Source data:
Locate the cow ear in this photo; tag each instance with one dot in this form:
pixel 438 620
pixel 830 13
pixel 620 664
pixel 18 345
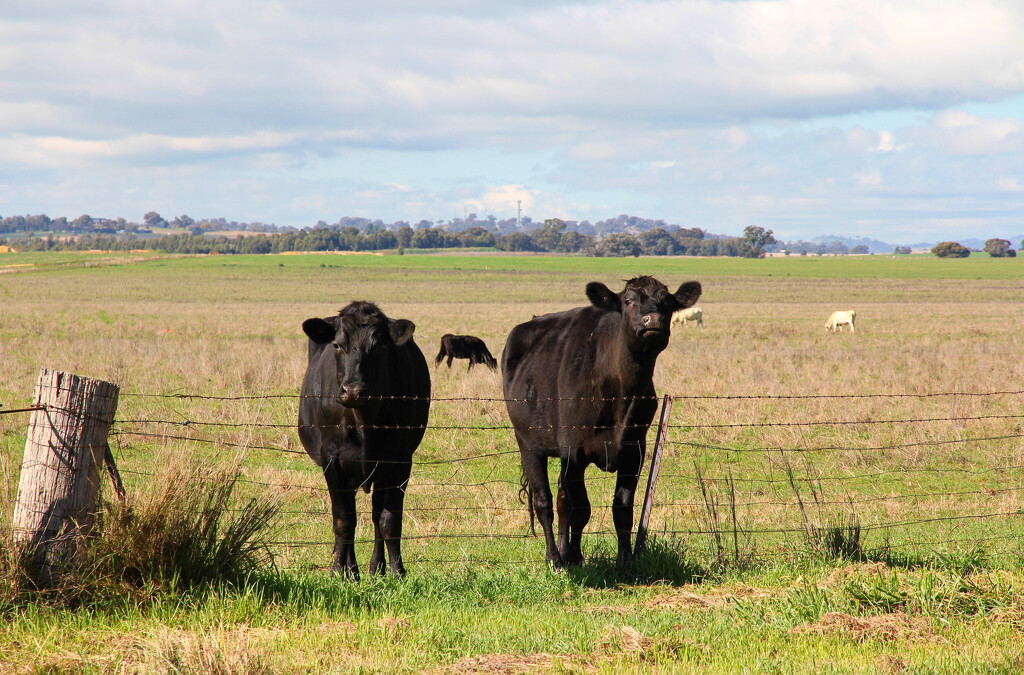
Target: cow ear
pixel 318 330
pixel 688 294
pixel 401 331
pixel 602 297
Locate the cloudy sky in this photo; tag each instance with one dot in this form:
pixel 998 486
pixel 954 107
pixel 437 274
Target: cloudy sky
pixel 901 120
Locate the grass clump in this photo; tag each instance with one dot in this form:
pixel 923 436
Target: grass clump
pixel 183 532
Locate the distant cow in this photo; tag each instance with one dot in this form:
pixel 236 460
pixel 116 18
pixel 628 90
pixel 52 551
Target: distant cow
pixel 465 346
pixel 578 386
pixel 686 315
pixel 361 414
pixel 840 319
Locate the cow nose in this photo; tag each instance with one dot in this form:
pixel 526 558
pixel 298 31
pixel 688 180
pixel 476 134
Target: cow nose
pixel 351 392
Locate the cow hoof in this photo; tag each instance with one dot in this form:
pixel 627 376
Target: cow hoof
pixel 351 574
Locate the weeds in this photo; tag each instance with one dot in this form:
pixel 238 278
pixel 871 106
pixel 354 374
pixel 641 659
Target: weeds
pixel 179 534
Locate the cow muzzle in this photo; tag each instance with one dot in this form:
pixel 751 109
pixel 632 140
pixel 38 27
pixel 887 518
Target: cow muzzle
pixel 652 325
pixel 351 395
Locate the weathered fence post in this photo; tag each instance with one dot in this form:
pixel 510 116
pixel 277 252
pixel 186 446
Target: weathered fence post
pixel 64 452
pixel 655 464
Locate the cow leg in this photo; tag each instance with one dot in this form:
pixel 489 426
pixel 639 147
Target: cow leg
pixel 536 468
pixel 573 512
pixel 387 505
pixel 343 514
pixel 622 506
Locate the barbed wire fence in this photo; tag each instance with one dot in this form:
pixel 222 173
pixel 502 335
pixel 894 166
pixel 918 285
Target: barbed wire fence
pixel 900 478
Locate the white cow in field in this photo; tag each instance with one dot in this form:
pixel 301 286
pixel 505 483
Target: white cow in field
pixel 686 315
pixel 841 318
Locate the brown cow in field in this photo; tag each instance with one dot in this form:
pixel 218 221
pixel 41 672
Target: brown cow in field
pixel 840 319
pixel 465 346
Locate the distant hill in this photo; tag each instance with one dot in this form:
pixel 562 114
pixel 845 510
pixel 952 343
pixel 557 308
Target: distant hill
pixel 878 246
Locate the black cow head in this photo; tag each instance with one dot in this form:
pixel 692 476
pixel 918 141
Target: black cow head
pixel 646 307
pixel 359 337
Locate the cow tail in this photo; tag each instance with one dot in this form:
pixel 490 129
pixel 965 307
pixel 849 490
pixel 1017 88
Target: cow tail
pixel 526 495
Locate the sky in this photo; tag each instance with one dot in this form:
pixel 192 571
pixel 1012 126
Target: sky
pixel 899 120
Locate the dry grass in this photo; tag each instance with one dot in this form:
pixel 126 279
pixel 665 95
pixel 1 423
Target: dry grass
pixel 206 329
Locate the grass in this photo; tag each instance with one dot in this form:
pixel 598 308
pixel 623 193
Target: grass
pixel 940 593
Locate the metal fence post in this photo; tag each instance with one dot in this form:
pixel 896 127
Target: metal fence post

==

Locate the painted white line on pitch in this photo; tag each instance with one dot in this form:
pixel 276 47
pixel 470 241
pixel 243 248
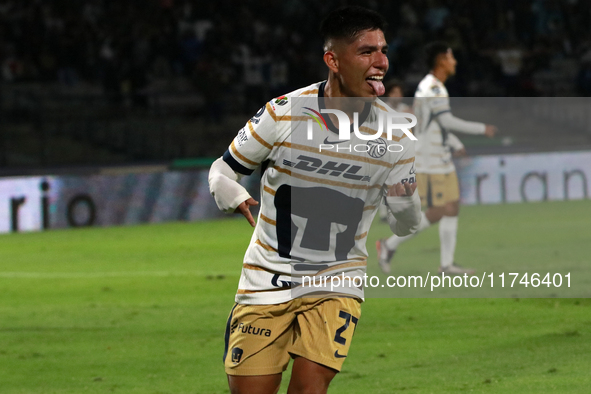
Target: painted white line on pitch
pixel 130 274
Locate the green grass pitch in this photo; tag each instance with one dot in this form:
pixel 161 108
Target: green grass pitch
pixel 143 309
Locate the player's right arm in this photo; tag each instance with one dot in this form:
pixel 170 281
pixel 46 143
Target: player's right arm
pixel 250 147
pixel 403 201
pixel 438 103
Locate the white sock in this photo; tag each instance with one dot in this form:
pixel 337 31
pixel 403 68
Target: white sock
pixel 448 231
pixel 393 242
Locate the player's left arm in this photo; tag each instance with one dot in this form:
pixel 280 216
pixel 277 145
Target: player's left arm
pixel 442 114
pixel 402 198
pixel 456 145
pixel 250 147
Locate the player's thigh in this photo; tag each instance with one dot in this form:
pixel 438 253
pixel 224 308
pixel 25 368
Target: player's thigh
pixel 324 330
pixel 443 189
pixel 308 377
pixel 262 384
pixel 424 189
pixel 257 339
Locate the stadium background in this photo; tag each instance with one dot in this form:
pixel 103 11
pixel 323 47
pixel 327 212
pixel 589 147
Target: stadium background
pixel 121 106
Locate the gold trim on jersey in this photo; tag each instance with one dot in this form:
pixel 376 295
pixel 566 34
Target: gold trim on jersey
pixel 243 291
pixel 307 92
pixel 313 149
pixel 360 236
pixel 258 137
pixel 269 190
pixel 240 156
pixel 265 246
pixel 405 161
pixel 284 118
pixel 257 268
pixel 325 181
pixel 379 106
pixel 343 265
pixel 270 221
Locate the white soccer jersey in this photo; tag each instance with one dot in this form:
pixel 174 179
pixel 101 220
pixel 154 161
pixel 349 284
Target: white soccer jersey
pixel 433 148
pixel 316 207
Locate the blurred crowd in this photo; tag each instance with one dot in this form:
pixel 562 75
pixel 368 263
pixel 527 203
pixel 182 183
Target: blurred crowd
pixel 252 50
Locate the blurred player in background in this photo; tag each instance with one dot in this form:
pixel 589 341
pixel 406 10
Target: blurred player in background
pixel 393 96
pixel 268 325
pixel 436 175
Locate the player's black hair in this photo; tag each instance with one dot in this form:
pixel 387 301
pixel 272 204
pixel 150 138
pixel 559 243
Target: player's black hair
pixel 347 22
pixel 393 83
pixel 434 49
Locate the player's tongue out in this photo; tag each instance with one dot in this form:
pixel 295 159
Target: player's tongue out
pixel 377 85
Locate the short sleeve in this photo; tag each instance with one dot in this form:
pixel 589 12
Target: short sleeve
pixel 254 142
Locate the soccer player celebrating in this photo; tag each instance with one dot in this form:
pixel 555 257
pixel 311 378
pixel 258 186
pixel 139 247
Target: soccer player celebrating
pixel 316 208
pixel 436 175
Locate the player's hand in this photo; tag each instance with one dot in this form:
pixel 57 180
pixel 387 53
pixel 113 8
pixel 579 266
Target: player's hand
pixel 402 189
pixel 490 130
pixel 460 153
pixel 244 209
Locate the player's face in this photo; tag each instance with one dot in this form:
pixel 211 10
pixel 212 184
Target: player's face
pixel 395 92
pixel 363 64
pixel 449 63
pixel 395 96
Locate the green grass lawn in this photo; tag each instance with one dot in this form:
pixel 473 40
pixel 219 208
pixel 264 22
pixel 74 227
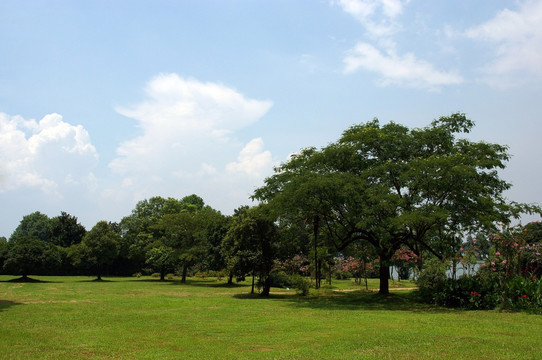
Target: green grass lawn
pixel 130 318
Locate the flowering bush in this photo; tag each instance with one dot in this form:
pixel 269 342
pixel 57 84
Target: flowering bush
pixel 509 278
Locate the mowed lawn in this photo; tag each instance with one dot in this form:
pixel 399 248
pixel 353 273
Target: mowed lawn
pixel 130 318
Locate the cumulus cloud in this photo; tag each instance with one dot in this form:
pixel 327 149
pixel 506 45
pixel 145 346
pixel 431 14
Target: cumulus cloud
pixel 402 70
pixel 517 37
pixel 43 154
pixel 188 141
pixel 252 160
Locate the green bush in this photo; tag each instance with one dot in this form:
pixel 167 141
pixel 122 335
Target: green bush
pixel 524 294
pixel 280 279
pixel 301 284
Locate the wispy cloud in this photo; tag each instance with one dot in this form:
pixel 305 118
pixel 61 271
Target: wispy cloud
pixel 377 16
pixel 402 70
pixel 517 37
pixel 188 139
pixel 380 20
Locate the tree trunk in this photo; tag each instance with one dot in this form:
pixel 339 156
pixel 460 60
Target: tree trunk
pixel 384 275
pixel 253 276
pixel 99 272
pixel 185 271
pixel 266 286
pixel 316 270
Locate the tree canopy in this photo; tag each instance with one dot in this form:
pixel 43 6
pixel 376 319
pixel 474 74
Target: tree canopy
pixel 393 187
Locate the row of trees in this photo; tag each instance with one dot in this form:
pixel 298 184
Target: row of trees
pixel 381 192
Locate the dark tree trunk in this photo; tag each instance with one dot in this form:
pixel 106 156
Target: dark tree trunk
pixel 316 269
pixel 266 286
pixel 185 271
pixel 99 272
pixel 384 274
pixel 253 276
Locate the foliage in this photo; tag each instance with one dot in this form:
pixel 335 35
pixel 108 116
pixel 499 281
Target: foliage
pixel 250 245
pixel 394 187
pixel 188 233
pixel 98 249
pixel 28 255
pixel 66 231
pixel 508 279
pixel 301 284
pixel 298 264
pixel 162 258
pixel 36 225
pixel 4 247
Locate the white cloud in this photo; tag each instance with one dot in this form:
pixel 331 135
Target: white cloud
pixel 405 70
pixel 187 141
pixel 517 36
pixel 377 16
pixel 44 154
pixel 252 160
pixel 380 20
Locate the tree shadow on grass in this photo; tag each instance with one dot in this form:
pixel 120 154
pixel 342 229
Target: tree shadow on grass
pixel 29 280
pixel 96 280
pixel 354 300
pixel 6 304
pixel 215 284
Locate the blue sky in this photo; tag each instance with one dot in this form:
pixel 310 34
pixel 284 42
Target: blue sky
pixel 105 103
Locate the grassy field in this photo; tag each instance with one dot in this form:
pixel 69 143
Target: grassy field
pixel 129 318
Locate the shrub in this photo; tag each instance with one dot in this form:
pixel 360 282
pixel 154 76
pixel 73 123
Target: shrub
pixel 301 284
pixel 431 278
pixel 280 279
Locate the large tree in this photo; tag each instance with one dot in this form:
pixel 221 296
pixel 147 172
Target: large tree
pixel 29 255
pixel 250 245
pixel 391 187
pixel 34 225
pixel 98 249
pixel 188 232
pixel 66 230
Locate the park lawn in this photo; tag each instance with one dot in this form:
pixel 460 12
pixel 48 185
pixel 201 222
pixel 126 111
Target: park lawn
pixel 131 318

* * *

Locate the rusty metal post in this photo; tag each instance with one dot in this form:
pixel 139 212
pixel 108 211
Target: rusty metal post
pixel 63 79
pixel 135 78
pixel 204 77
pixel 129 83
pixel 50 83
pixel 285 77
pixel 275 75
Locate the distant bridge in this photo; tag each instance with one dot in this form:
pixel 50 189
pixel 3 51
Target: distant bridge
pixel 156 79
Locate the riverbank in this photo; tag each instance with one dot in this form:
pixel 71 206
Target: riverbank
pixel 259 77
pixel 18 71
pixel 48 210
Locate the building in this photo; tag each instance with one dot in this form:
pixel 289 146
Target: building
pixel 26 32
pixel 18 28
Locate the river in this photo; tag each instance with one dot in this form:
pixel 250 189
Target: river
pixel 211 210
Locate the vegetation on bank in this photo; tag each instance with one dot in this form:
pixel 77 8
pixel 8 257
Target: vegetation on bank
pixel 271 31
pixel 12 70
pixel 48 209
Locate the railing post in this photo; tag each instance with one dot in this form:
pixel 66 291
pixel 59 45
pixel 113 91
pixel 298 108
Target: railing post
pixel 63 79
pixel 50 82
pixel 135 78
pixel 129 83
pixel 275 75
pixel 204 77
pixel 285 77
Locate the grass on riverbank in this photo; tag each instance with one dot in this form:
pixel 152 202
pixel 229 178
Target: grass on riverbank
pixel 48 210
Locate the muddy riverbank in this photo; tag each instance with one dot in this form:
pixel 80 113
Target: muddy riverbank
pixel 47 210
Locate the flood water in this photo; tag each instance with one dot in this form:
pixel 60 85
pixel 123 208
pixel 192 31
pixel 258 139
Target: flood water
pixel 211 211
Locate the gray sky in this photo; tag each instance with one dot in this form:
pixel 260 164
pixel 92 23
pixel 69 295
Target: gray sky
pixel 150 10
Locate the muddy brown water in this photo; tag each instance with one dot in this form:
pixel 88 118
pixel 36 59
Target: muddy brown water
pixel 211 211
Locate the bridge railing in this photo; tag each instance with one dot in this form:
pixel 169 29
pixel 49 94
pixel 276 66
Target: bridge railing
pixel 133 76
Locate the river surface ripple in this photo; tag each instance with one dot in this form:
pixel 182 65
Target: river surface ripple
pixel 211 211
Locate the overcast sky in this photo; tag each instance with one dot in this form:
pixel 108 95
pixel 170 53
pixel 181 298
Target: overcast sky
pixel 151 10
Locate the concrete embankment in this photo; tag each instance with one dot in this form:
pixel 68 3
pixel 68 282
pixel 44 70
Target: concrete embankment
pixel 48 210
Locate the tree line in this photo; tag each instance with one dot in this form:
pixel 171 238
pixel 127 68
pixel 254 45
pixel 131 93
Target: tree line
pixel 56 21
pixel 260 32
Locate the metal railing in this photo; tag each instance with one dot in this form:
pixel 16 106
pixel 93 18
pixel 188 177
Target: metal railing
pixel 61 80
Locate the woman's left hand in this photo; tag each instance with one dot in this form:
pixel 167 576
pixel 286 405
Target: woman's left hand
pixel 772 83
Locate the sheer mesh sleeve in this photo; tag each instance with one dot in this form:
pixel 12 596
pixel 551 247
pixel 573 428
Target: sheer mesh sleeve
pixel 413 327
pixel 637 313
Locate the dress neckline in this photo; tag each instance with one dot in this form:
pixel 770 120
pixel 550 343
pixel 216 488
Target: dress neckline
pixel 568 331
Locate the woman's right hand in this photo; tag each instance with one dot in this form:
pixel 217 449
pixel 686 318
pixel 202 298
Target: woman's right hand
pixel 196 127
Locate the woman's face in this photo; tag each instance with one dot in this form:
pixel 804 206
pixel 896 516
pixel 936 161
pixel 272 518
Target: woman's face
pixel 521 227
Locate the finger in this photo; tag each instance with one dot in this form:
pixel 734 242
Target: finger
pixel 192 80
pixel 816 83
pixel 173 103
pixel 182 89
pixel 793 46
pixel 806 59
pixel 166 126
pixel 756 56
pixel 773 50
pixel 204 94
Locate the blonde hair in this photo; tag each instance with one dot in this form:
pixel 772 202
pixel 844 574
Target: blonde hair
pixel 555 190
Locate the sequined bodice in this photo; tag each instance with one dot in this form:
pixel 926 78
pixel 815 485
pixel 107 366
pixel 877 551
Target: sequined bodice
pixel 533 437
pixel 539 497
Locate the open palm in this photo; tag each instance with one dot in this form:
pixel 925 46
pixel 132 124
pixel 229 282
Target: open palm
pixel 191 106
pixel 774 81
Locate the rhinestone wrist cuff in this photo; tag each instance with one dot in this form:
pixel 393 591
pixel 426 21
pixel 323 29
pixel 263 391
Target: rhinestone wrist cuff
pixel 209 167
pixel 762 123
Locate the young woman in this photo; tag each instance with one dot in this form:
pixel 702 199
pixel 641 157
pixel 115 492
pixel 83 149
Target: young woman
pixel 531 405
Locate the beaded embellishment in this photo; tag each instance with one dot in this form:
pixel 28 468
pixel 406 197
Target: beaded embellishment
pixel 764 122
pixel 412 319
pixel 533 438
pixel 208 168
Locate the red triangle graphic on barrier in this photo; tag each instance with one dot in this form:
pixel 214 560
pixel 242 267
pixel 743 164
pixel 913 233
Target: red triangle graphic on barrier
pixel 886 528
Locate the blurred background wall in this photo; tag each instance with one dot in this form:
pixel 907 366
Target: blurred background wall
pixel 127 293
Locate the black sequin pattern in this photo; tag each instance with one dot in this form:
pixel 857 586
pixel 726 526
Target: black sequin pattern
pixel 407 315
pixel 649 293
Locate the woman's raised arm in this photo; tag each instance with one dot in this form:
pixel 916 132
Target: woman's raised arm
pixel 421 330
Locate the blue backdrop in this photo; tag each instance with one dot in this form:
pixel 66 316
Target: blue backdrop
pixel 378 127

GOAL ▸ Reproduce, character for character, the lines of the records above from the one containing "Locate the stadium" through the one containing "pixel 270 221", inclusive.

FINAL RESULT ▸
Locate the stadium background in this photo; tag each instance with one dot in this form:
pixel 103 11
pixel 323 47
pixel 327 212
pixel 589 147
Target: stadium background
pixel 121 106
Locate the gold trim on jersey in this photo; tag each instance with one dot in this form:
pixel 376 295
pixel 566 34
Target: gold trim on jersey
pixel 243 291
pixel 307 92
pixel 313 149
pixel 360 236
pixel 258 137
pixel 269 190
pixel 240 156
pixel 265 246
pixel 405 161
pixel 284 118
pixel 257 268
pixel 325 181
pixel 379 106
pixel 343 265
pixel 270 221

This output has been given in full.